== TASK DETAILS ==
Below are the records; copy out every line that holds the word "plastic".

START MATERIAL FOR THIS EXERCISE

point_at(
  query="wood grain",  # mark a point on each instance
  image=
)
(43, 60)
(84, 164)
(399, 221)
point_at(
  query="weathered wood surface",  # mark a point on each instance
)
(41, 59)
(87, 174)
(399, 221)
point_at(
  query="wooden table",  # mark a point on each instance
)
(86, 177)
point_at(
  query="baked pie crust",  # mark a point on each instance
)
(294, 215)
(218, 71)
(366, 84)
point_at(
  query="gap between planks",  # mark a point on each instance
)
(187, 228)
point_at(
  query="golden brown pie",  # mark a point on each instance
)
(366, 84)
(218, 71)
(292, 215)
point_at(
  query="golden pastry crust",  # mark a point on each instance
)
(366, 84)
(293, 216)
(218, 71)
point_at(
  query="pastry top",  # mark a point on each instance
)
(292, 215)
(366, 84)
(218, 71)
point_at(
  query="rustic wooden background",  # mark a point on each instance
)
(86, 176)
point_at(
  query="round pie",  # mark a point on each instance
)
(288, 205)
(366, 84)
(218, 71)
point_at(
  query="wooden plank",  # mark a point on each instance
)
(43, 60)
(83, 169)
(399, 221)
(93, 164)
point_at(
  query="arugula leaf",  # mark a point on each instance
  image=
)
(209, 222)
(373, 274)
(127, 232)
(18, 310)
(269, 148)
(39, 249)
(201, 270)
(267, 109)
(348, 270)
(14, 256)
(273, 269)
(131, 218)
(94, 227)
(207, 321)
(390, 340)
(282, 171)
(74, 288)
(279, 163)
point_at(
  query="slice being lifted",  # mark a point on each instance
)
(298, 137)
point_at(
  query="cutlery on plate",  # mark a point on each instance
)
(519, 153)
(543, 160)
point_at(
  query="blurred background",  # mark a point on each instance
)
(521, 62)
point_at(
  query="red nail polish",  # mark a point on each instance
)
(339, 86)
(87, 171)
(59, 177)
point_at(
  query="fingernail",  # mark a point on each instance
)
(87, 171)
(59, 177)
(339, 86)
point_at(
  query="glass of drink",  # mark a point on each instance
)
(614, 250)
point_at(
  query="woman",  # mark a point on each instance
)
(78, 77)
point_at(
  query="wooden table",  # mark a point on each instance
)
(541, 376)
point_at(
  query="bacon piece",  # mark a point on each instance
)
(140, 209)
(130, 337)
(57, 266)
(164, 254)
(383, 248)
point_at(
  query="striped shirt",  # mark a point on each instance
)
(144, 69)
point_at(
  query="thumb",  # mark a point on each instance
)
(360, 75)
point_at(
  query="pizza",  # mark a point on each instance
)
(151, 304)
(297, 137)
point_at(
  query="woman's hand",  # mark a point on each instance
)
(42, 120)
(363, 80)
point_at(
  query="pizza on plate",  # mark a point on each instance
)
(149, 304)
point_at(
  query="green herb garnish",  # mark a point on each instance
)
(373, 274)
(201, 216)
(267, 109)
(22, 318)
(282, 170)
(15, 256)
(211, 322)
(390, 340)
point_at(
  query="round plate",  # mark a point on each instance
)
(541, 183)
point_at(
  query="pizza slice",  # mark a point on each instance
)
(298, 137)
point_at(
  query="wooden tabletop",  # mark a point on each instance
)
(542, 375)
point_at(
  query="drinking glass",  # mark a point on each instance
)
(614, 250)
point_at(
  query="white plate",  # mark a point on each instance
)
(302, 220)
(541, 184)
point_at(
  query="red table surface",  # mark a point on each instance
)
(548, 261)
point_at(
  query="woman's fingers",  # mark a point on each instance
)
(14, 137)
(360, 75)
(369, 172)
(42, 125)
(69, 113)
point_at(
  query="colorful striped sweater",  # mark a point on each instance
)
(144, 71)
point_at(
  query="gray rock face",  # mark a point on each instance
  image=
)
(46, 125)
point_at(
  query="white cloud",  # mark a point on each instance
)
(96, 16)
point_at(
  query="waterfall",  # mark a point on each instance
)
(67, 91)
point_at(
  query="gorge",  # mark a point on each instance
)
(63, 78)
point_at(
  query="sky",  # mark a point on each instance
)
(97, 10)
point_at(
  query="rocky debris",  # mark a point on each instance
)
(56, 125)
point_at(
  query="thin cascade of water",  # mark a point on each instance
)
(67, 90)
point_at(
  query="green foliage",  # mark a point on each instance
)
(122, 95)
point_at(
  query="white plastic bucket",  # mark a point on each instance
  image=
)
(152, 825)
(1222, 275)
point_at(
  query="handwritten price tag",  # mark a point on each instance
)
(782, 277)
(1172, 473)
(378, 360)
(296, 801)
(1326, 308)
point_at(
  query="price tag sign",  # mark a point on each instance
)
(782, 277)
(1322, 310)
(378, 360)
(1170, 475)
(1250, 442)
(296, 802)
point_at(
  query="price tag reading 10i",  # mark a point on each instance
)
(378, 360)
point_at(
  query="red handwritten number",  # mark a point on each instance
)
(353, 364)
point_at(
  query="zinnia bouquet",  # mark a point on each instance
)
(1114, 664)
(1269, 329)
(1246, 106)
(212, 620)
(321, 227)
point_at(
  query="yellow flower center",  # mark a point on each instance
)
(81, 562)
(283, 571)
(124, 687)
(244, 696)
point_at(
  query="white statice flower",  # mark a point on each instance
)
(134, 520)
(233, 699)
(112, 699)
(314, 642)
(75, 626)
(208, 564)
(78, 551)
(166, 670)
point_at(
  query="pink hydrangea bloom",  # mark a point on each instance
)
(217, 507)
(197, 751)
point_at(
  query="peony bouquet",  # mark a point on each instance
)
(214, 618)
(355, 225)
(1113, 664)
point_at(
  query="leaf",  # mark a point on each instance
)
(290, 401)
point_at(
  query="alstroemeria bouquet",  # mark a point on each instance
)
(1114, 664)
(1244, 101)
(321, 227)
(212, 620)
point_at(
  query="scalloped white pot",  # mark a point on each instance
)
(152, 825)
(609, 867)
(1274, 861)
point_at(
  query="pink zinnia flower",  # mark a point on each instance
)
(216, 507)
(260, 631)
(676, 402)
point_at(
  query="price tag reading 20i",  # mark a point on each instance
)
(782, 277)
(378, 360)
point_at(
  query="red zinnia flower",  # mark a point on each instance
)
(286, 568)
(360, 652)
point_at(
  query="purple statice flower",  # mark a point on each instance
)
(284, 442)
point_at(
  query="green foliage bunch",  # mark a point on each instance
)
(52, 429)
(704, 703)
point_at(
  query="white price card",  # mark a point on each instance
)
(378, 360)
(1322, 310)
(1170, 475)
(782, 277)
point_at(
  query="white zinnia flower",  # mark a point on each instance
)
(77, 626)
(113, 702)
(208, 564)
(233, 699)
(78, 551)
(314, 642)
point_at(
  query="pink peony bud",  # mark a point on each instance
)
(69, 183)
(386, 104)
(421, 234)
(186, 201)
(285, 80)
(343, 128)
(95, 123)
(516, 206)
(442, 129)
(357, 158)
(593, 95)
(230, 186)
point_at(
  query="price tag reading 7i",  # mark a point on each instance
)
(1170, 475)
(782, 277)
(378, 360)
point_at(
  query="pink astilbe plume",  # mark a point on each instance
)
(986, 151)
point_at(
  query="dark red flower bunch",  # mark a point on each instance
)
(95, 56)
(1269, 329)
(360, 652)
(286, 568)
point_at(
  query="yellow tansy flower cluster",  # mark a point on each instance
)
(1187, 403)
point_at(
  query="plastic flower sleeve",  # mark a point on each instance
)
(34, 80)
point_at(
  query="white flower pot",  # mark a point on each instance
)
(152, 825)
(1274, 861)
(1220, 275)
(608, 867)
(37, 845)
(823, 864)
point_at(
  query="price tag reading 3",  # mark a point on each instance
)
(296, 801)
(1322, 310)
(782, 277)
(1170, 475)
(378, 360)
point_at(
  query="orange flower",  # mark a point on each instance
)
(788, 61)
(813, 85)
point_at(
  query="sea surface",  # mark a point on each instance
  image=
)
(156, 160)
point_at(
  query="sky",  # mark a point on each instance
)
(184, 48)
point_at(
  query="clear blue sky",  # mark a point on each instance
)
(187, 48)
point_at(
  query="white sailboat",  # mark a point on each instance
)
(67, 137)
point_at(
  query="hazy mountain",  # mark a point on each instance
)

END MATERIAL FOR THIS EXERCISE

== TASK ANSWER ==
  query="white plastic bucket",  # mark a point on each instance
  query="plastic flower sleeve",  # mark a point on each instance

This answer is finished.